** Provided records follows **

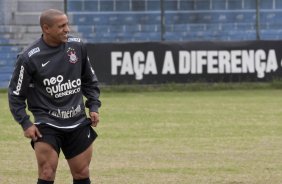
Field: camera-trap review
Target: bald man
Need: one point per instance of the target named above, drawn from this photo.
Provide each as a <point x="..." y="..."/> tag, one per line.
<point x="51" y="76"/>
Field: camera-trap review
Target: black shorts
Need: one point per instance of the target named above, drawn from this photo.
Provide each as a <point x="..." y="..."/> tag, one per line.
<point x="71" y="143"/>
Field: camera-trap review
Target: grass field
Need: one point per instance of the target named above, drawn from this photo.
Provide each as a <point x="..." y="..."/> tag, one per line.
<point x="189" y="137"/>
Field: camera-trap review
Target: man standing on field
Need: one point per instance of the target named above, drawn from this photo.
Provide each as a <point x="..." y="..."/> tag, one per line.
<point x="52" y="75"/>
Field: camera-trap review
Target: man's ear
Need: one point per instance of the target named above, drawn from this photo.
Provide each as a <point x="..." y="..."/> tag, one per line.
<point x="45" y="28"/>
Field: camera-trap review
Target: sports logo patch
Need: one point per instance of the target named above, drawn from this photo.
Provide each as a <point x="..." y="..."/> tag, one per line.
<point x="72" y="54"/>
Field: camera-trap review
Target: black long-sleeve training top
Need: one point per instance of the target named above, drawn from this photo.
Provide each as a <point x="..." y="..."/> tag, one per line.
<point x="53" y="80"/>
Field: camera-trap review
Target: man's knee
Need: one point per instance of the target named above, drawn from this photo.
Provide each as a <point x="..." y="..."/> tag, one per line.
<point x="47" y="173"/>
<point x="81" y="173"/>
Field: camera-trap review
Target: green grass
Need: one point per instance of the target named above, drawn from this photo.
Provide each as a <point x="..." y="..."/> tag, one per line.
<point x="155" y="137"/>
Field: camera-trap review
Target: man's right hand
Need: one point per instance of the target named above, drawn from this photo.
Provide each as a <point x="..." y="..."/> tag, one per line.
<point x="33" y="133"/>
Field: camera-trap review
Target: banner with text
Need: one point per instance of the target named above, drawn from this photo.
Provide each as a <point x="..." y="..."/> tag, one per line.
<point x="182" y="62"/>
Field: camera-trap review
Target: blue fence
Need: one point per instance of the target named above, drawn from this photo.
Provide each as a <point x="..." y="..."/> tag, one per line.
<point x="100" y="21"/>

** End of Provided records **

- _Your task_
Reproduce the records, all of them, word for word; omit the pictures.

- _Response below_
Field: camera-trap review
Target: bald man
Need: one point per instance of the target named above, drawn from this photo.
Provide each as a <point x="..." y="..."/> tag, one per line.
<point x="51" y="76"/>
Field: camera-trap review
Target: black shorts
Need: one point per instance of the target named above, drawn from this photo.
Provide each as a <point x="..." y="..."/> tag, one per line.
<point x="71" y="143"/>
Field: camera-trap review
Target: grass field
Need: one point per instance of the target named above, drawn from this photo.
Provide each as a <point x="..." y="..."/> tag, one per line.
<point x="189" y="137"/>
Field: camera-trap review
Target: man standing on field
Need: one point per instance of the target named above, drawn from this photo.
Provide each as a <point x="..." y="..."/> tag, one per line.
<point x="52" y="75"/>
Field: camera-trap review
Target: man's ear
Need: one point per instance of the target named above, drawn from this photo.
Provide each as a <point x="..." y="..."/> tag, one per line.
<point x="45" y="28"/>
Field: camera-trap review
Target: sports logo patch
Need: one point per instance of the target named above, drawn from this photo.
Provide each as a <point x="..." y="..."/> tag, one per line.
<point x="72" y="54"/>
Field: camera-trap review
Target: black long-sleeve training top
Need: one point per instance of the target named above, drawn from this photo.
Provide each as a <point x="..." y="..."/> tag, one per line.
<point x="53" y="80"/>
Field: camera-trap review
Target: man's knee
Need: one point per instance of the target named above, drawn from this photo.
Provide each as a <point x="..." y="..."/> tag, one per line.
<point x="47" y="173"/>
<point x="81" y="173"/>
Field: camera-trap review
Target: green grass
Need: one point per instance of the target named above, drawn from this photo.
Provide each as a <point x="..." y="..."/> tag, one per line.
<point x="155" y="137"/>
Field: camera-trap review
Target: man's right hand
Need: one point per instance of the target named above, drawn from this photo.
Provide each as a <point x="..." y="..."/> tag, one per line.
<point x="33" y="133"/>
Field: camera-trap review
Target: banner with text
Need: one point per instance of the target named above, drawn from this photo.
Provide each as a <point x="..." y="..."/> tag, one per line.
<point x="182" y="62"/>
Field: camera-trap review
Target: blue fence
Need: one point per instance of the target named above, drawn from this photo.
Provide each as a <point x="..." y="..."/> tag, one per line.
<point x="100" y="21"/>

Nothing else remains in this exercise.